The task: Copy out the records below word for word, from their first line through the line containing "239,218,365,368", both included.

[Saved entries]
>> start

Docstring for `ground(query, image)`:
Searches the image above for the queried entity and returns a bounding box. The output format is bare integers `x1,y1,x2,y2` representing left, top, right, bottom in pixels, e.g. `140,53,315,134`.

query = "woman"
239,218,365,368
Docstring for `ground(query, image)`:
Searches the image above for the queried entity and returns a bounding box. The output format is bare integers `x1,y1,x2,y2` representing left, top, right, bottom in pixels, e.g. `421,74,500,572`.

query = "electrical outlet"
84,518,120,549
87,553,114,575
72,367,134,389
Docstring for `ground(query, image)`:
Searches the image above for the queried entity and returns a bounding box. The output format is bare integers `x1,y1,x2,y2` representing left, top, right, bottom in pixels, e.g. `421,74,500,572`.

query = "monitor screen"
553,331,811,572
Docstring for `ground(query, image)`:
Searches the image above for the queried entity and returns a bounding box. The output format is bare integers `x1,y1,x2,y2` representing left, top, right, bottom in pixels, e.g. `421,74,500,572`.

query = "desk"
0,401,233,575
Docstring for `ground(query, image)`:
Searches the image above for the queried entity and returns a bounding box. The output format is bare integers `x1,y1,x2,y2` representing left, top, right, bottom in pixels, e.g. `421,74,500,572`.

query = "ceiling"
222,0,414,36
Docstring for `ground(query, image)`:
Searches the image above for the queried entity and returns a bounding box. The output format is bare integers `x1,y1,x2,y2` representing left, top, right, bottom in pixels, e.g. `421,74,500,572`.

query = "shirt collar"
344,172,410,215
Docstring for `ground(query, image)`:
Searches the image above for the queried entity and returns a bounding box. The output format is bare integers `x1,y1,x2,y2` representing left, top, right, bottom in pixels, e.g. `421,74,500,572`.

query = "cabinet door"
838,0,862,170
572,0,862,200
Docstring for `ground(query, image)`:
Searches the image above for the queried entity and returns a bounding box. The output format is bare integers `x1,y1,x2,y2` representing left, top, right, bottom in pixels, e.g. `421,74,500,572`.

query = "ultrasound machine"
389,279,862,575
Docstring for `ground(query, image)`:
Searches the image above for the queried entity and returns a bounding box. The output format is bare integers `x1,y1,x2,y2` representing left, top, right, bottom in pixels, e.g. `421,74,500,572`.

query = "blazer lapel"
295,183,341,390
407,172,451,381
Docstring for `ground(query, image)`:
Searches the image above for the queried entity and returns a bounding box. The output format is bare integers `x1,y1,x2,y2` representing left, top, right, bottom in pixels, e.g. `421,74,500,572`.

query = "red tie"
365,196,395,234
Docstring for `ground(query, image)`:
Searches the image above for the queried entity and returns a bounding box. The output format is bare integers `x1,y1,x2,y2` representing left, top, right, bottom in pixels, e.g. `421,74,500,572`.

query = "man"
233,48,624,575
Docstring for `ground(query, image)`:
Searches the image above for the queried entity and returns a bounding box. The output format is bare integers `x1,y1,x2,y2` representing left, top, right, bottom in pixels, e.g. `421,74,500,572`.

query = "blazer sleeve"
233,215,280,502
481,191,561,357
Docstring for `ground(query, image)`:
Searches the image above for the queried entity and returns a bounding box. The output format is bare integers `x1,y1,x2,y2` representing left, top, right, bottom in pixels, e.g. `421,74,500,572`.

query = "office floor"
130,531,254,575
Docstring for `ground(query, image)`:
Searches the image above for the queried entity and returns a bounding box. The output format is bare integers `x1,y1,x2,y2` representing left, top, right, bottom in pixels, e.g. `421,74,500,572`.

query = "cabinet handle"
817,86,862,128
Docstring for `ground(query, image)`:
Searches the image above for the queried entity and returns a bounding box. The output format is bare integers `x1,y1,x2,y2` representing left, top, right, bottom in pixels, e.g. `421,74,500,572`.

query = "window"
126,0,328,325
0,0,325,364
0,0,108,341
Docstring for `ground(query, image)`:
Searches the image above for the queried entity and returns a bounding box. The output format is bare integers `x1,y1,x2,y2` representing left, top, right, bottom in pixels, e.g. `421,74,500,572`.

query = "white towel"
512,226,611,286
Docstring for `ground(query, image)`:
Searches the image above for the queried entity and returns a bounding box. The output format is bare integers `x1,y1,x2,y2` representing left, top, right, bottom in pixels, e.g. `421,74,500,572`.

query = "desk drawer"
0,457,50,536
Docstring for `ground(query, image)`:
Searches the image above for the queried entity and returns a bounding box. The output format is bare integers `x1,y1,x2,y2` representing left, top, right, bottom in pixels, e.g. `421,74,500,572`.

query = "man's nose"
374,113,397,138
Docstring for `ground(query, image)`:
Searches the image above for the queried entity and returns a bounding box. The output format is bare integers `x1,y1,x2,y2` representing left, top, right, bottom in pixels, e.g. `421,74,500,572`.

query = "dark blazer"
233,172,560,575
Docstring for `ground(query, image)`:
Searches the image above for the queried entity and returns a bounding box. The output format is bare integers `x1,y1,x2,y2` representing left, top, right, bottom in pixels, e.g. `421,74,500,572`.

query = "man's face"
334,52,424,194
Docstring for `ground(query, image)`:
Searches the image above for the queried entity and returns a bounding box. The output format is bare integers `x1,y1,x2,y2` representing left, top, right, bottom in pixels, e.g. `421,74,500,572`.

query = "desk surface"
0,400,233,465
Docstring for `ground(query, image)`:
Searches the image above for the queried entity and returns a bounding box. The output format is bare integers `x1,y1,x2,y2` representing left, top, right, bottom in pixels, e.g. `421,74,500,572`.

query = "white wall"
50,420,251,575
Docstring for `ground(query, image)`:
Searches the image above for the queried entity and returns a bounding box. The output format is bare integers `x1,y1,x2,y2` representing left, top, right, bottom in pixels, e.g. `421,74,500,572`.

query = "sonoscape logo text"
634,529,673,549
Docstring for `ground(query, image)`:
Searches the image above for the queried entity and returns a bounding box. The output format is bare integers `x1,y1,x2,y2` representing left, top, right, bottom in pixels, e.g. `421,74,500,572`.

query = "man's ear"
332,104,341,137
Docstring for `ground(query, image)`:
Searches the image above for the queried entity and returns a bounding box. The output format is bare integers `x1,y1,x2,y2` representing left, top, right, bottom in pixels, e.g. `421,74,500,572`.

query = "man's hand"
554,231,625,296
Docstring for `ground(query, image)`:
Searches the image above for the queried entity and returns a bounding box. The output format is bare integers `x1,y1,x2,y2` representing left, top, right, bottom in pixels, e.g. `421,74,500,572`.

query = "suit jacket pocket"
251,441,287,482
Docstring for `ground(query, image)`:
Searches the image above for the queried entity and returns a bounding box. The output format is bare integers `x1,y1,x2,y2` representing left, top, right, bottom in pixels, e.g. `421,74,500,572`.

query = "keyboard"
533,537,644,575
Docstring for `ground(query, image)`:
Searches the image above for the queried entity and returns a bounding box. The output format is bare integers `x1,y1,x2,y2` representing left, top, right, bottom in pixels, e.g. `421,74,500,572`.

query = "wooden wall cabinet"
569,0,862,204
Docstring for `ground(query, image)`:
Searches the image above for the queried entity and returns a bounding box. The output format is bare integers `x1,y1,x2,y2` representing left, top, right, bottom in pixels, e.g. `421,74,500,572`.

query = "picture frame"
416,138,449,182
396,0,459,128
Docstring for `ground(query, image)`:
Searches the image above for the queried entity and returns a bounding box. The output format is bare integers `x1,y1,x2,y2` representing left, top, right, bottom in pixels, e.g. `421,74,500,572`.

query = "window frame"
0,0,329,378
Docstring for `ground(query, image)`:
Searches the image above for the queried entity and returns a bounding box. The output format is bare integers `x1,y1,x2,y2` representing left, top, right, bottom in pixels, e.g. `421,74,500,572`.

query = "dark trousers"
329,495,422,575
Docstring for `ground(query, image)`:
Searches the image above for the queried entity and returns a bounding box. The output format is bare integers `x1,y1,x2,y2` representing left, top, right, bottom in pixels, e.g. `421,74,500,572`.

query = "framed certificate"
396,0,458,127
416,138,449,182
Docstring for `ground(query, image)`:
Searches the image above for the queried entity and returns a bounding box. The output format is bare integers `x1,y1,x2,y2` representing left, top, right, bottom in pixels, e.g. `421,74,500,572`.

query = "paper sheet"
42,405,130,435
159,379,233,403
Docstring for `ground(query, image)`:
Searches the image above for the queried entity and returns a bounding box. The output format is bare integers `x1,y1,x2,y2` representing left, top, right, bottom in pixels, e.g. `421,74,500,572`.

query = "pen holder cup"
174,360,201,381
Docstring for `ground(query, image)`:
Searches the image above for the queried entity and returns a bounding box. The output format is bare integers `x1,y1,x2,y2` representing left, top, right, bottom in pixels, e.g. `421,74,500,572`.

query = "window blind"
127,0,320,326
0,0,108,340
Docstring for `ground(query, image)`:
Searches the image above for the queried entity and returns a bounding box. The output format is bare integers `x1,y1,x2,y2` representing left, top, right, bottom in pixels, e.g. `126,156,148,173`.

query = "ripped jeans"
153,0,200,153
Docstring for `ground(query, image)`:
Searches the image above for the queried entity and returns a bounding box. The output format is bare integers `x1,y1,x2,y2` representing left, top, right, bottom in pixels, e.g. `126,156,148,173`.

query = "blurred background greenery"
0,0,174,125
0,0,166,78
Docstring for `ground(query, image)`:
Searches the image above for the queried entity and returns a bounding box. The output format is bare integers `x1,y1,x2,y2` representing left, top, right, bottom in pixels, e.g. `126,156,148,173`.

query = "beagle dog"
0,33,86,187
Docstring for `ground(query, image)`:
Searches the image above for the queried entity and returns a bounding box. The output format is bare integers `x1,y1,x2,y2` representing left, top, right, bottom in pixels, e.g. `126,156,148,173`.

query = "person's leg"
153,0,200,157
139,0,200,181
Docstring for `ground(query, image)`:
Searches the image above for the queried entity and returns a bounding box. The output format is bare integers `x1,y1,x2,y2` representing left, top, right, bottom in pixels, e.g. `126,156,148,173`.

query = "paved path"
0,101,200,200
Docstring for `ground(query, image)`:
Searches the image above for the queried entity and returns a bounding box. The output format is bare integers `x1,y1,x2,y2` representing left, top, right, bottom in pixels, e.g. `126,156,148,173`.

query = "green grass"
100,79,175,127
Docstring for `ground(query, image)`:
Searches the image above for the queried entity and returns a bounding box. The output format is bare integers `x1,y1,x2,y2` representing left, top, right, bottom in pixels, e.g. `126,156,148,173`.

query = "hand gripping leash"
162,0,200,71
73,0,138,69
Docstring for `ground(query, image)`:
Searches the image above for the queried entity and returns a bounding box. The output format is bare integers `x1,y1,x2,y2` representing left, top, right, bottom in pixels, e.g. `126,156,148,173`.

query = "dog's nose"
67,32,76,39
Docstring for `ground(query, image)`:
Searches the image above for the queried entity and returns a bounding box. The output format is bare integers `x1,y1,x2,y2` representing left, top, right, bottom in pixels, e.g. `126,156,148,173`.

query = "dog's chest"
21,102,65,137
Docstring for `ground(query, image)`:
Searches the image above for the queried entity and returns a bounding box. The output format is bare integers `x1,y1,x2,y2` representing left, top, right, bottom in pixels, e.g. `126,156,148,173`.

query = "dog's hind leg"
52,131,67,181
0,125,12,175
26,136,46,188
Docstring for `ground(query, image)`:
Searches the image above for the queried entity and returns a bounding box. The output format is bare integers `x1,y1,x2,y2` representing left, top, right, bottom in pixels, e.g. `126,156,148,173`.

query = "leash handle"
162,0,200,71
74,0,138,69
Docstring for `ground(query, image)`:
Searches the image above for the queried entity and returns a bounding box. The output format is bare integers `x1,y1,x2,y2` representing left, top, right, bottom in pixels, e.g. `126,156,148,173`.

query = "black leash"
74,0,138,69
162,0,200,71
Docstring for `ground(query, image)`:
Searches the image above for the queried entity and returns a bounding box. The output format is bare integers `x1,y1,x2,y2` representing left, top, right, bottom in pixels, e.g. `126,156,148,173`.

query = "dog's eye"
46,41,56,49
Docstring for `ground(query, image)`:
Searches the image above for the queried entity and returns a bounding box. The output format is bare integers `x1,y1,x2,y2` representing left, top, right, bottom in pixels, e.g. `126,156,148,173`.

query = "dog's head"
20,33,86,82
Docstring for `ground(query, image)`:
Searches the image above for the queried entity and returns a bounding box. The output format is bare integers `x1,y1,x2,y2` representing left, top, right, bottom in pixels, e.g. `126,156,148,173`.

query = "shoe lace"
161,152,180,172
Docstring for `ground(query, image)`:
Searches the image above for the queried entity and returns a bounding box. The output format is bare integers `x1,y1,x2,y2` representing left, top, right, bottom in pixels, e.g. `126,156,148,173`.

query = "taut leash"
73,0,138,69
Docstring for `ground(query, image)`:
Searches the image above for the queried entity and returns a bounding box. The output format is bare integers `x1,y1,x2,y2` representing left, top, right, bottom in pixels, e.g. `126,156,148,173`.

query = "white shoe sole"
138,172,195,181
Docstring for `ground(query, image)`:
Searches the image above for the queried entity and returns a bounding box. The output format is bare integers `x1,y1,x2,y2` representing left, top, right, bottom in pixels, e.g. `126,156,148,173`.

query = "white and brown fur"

>> end

Task response:
Docstring for `ground(query, image)`:
Searches the image above for the queried entity and returns a bounding box. The output format is bare integers `x1,y1,x2,y2` representing left, top, right, bottom in pixels, e.g. `140,53,315,134`.

query = "woman"
239,218,365,368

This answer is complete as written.